**Extract:**
════════
Ethicogenesis, to parallel iatrogenesis and critogenesis, can be avoided. That it can is adumbrated in Dr. McCartney's article, where we find ourselves being able to identify with the plight of the comatose 20-year-old patient by virtue of the psychosocial details included in the case presentation [9]. Somehow, the fact that she was, before the accident, by her family, "viewed as an outcast and often contrasted with her older successful brother and sister," the family being "very involved ... in search of a miracle as twice a day they performed passive movements" adds the details that allow us to understand how "after 500 days in the ICU the family suddenly announced they wanted her taken off the respirator." The family's inability to articulate the conflict of values in the process becomes far more understandable, and their actions far more viewable as the actions of moral agents in intrapsychic conflict when seen in the perspective of the moral history and life of the individual and the family. Rather than attempting to shear away these details for the sake of the certainty promised by the analytic processes advocated by Hayes, McCartney's description actively engages the intuition, thereby keeping the process of ethical decision making in contact with its clinical context [10].

These, and the family's and treatment team's emotional reactions, are presented in the context of time, an unfolding drama alive with the anguish and conflict by which ethical ideals come, as in great literature, to be lived. Helping this process be bearable is the ethical work of a psychiatrist [11,12].
════════
**Information shown:**
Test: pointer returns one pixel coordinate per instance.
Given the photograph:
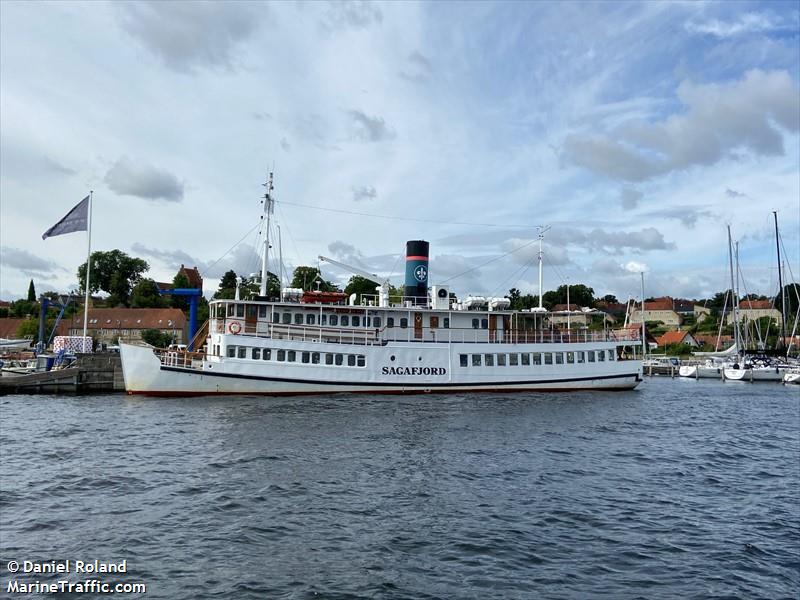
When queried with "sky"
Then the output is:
════════
**Task prompt:**
Retype the passage on ethicogenesis, starting at "These, and the" and ending at "a psychiatrist [11,12].".

**Output of the task:**
These, and the family's and treatment team's emotional reactions, are presented in the context of time, an unfolding drama alive with the anguish and conflict by which ethical ideals come, as in great literature, to be lived. Helping this process be bearable is the ethical work of a psychiatrist [11,12].